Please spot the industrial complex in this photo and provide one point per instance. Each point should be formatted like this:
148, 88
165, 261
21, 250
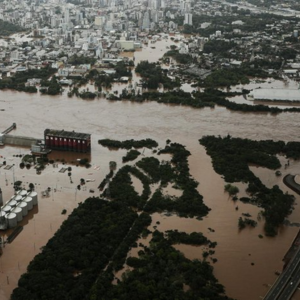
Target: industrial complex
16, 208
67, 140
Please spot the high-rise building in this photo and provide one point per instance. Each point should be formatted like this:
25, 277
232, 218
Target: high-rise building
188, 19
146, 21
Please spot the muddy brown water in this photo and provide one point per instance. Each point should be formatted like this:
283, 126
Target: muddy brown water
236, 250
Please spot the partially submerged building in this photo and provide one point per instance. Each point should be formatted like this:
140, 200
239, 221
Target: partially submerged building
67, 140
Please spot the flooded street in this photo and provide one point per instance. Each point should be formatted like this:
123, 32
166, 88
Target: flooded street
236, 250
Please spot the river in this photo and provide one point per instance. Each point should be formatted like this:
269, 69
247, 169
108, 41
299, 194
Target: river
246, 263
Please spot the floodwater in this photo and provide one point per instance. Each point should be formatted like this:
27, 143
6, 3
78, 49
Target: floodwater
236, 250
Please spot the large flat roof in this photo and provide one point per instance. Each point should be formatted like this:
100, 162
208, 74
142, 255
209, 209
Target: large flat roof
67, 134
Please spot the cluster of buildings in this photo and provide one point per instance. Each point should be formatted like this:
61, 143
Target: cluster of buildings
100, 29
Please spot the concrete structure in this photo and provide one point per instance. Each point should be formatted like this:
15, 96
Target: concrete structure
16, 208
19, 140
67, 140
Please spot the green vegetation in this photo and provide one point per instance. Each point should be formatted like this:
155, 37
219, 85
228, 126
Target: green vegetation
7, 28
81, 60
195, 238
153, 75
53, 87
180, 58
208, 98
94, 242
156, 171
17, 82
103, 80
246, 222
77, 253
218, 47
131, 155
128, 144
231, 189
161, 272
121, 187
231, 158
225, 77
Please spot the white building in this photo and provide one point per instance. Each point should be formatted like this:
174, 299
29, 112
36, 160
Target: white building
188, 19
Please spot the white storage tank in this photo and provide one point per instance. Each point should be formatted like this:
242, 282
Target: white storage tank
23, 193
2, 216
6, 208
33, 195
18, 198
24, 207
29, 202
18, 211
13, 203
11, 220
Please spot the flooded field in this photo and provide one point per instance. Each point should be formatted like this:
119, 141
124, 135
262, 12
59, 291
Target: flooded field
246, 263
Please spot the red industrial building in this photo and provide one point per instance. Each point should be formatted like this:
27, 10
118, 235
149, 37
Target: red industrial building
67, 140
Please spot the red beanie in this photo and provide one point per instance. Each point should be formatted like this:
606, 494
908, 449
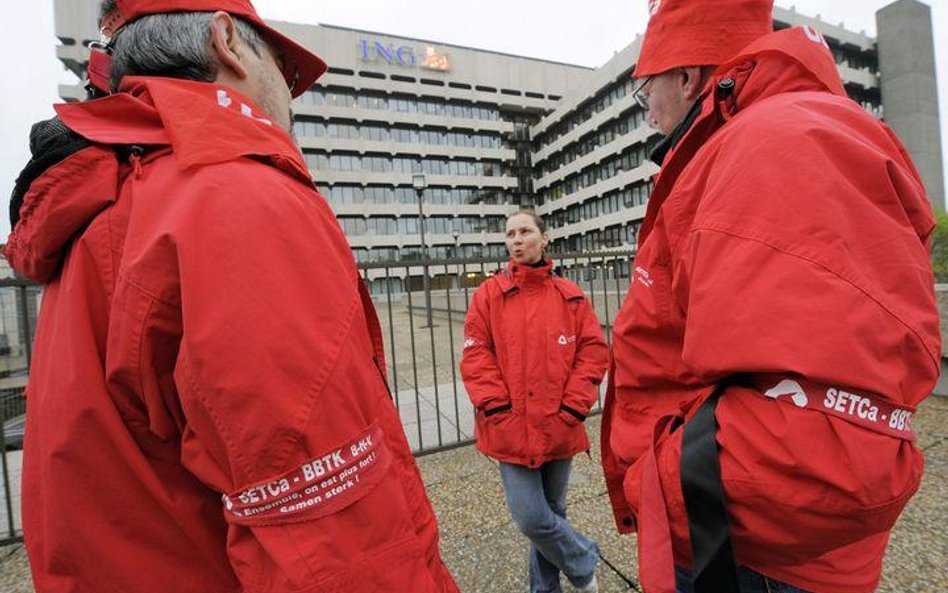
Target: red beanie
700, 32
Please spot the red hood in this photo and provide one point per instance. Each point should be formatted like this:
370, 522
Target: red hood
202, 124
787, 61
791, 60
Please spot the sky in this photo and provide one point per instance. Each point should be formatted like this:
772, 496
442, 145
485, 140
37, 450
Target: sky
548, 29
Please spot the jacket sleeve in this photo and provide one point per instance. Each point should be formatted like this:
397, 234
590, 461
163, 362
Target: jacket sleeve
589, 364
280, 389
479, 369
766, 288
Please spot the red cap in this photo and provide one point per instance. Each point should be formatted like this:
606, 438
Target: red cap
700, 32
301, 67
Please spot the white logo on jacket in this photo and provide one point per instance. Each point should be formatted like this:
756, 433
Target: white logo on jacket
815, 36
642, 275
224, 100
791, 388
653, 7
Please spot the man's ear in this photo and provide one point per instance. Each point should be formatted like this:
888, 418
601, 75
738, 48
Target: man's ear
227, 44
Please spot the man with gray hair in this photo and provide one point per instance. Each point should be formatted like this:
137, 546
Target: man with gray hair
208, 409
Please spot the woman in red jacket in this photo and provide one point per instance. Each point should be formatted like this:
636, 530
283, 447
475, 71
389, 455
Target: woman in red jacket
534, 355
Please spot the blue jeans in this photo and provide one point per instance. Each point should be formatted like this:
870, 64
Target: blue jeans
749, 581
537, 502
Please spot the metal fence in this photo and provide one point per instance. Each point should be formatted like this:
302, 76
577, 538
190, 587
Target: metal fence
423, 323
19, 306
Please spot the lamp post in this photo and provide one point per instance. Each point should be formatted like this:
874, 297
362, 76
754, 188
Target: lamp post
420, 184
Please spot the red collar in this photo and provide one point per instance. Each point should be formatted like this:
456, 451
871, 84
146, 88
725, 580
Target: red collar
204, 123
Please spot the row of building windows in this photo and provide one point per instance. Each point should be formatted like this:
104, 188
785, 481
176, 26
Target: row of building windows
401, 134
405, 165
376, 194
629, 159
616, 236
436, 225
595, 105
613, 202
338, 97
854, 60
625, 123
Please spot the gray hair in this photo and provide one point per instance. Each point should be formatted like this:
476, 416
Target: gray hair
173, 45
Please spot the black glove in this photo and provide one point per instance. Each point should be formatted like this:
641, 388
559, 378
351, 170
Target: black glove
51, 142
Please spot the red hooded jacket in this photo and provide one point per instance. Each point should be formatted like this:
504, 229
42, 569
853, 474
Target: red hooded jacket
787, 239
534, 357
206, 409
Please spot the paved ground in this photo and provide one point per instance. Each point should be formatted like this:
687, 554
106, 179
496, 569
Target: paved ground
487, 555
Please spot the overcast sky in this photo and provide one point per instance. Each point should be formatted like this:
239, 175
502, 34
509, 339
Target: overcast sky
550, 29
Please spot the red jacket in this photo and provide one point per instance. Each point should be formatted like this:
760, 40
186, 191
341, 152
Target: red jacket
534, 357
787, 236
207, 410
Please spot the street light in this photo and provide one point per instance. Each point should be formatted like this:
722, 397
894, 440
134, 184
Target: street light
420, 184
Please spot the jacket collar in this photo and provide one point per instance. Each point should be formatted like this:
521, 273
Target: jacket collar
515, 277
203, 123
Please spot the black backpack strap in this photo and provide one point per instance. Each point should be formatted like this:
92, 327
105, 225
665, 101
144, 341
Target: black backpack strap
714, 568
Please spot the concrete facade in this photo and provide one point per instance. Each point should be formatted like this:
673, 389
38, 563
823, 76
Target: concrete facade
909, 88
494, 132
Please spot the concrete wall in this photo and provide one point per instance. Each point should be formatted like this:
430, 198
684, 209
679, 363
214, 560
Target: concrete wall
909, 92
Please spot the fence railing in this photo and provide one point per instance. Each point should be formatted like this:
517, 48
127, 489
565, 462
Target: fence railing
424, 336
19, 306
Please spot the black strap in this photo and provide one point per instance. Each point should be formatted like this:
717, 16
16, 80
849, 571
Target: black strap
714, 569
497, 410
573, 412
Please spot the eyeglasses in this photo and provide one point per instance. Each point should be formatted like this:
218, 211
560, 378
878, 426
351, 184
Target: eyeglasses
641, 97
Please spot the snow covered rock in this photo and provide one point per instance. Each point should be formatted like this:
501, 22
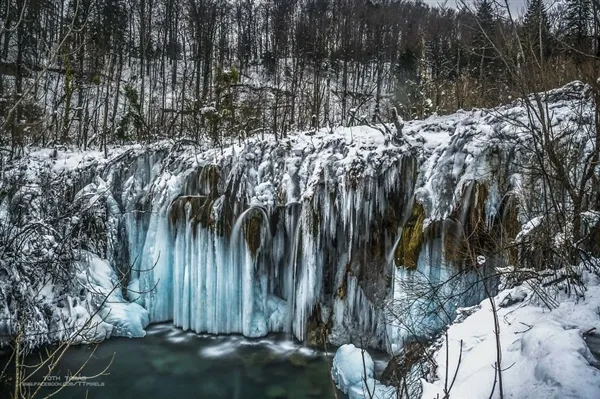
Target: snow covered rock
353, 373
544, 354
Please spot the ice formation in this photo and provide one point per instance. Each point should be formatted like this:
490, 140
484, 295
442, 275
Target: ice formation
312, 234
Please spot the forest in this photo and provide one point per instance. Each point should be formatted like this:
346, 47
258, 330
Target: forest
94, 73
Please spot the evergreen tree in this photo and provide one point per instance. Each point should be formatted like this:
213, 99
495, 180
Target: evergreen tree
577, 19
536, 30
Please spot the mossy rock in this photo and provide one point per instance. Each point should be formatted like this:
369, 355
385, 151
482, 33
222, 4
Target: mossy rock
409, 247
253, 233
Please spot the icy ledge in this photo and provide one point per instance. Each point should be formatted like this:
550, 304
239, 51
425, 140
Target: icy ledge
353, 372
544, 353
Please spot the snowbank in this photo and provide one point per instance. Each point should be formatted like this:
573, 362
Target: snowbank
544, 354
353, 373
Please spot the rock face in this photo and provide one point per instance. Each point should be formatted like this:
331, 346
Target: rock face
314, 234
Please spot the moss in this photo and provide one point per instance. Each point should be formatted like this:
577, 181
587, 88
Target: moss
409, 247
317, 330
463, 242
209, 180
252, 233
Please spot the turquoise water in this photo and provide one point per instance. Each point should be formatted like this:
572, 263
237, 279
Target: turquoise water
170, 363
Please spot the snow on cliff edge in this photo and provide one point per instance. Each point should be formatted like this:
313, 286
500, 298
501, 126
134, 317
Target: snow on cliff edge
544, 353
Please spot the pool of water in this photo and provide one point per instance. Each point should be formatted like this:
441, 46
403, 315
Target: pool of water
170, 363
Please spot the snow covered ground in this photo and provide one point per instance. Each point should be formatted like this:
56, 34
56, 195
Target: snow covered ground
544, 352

Exercise requirements: Once the line with "Target: partially submerged building" is found in the records above, print exactly that line and every line after it through the line with "Please spot the red beanie".

Solution to this exercise:
Target: partially submerged building
67, 140
Please spot the flooded street in this photo and provide one point per instance. Each point should be formatted like this:
123, 32
166, 88
Target: flooded street
236, 250
Please spot the river in this photo and provide one point per instance. Each point should be formatted like this:
269, 69
247, 169
108, 41
299, 194
Target: river
246, 263
Please spot the floodwater in this photo and provide one point per instance. Each point should be formatted like this:
27, 143
6, 3
78, 49
Target: floodwater
236, 250
Please spot the large flat roof in this photo and provide one point per instance. Each point should be formatted like this:
100, 162
208, 74
142, 255
209, 209
Target: large flat roof
67, 134
Please spot the cluster of buildings in this photo and provide one point per instance. Each point should be formatted like this:
61, 143
Target: cluster of buildings
100, 29
Please spot the concrete structure in this photo and provide one point per instance. Each point should be formatted like this:
15, 96
Target: concrete structure
16, 208
19, 140
67, 140
Please spot the green vegetation in this photo and provide one point per instance. Each point should be formatted like this:
155, 37
219, 85
228, 126
Target: green vegetation
7, 28
81, 60
195, 238
153, 75
53, 87
180, 58
208, 98
94, 242
156, 171
17, 82
103, 80
246, 222
77, 253
218, 47
131, 155
128, 144
231, 189
161, 272
121, 187
231, 158
225, 77
Please spot the white building in this photo and provide one point per instance. Each point should be formatted like this:
174, 299
29, 112
36, 160
Target: white building
188, 19
Please spot the white storage tank in this photo and provide one point per instance. Each point should be formatted like this:
242, 282
Target: white storage tank
23, 193
2, 216
6, 208
33, 195
18, 198
24, 207
29, 202
18, 211
13, 203
11, 220
Please spot the flooded field in this photo and provide one point per instance. Each point should be formatted like this:
119, 141
124, 135
262, 12
59, 291
Target: flooded field
246, 263
Please spot the red industrial building in this photo and provide one point per instance. Each point should be formatted like this:
27, 10
118, 235
149, 37
Target: red industrial building
67, 140
Please spot the red beanie in this photo and provide one point per instance. Each point should be formatted like this:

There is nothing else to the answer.